• **Text block**:
+ + + + + + +
2001-05-15 Thread Brian Somers

This makes xterm work again.  Any objections to a commit ?

 David Wolfskill wrote:
 
  Built -CURRENT  rebooted after mergemaster as usual, and some X
  applications (xbattbar; xlockmore; oclock) work OK, but no xterm.  At
  least, not from X (XF86-4.0.3).  I tried using Ctl-Alt-F2 to get to
  a non-X login, logged in , set DISPLAY to m147:0.0, issued xterm ,
  and got an xterm OK.
 
 Known problem.  phk changed the semantics of /dev/tty in the most recent
 commits.  Traditional behavior for a process *without* a controlling tty
 when it opens /dev/tty is to get ENXIO.
 
 Formerly, ctty_open() returns ENXIO:
 cttyopen(dev, flag, mode, p)
 {
 struct vnode *ttyvp = cttyvp(p);
 
 if (ttyvp == NULL)
 return (ENXIO);
 ...
 
 
 and now:
 ctty_clone(void *arg, char *name, int namelen, dev_t *dev)
 {
 struct vnode *vp;
 
 if (*dev != NODEV)
 return;
 if (strcmp(name, tty))
 return;
 vp = cttyvp(curproc);
 if (vp == NULL)
 return;   here, leads to ENOENT.
+ + + + + + +
• **Exercise set**:
1: In the xterm thread, what error does a process without a controlling tty traditionally get when it opens /dev/tty?
2: Decide whether each statement agrees with the xterm thread: (a) xterm started successfully when run from a non-X login with DISPLAY set to m147:0.0; (b) oclock failed to work after the -CURRENT build; (c) in the new ctty_clone code, returning when the vnode is NULL leads to ENXIO. For each, answer yes or no and quote the deciding words.
3: Reproduce word for word the part of the xterm thread that opens with the words containing "if (ttyvp == NULL)" and closes with "if (strcmp(name, tty))".
The items after this text play no part in this work.
+ + + + + + +
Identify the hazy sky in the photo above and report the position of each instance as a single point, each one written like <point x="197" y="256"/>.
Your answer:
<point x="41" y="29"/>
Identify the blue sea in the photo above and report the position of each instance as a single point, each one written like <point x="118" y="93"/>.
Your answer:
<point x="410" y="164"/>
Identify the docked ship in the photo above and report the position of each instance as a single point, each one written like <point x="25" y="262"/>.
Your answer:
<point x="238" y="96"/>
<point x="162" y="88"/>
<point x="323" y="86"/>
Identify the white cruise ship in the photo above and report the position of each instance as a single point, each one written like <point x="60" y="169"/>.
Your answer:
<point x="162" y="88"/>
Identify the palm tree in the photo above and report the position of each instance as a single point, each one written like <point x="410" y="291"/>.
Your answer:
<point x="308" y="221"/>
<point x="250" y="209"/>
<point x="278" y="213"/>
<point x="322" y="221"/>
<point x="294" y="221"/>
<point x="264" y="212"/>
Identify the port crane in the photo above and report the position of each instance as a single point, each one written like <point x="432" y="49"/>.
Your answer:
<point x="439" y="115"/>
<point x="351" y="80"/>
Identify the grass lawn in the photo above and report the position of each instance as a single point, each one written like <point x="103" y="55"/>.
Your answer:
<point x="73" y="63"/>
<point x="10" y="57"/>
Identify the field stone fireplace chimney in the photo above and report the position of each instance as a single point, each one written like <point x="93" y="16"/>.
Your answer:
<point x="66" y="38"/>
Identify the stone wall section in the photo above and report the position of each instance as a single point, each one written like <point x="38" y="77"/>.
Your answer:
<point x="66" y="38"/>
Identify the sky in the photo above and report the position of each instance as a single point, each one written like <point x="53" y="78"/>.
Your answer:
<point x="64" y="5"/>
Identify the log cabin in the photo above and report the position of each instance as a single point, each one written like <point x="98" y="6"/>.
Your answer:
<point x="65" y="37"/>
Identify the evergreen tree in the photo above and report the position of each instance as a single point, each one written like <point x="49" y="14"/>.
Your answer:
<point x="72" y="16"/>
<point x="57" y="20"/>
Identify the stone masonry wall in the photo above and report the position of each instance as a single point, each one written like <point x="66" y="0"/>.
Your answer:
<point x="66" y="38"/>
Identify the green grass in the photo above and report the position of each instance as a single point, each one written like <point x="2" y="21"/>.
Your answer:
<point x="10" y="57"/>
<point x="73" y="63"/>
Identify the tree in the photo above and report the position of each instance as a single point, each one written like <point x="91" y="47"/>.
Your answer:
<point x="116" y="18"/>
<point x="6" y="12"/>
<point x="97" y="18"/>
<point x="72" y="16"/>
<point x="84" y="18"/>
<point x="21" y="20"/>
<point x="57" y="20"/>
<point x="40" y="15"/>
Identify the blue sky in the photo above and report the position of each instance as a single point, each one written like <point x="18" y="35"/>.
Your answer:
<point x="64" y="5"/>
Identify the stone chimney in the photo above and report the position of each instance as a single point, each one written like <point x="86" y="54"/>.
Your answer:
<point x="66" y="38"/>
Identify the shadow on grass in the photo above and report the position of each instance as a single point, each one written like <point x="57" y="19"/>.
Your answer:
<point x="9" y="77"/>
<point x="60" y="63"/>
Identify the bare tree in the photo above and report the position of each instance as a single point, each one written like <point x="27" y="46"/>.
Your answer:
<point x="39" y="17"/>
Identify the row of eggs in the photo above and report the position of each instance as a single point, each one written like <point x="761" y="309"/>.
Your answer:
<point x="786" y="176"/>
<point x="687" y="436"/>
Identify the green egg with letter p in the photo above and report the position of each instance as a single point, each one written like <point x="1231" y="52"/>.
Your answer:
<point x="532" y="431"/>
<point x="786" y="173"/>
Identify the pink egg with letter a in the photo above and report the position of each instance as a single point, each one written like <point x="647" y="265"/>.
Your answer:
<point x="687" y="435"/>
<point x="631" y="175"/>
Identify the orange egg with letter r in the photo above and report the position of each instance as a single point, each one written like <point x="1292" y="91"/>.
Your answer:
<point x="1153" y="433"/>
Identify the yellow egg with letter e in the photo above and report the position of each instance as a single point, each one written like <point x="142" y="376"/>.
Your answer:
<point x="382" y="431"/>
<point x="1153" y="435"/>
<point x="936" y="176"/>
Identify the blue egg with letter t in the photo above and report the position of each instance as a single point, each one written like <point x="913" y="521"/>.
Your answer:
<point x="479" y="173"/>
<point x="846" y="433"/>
+ + + + + + +
• **Worked answers**:
1: ENXIO

2:
(a) Yes: "got an xterm OK"
(b) No: "(xbattbar; xlockmore; oclock) work OK"
(c) No: "here, leads to ENOENT."

3:
if (ttyvp == NULL)
 return (ENXIO);
 ...
 
 
 and now:
 ctty_clone(void *arg, char *name, int namelen, dev_t *dev)
 {
 struct vnode *vp;
 
 if (*dev != NODEV)
 return;
 if (strcmp(name, tty))